» TASK TO CARRY OUT
Which lines of the material below contain the word "marker"? Report each of them in full, treating uppercase and lowercase letters as different.

» DATA ROWS

+++++

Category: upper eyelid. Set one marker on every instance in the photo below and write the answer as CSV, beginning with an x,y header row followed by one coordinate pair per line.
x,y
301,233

+++++

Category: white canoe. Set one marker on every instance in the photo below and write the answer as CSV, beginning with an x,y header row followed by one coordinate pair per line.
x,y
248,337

+++++

» THE REPLY
Category: upper eyelid. Set one marker on every instance in the photo below and write the answer as CSV, beginning with an x,y header row followed by one coordinate pair per line.
Category: white canoe. Set one marker on every instance in the photo below and write the answer as CSV, beginning with an x,y header row followed by one coordinate pair per line.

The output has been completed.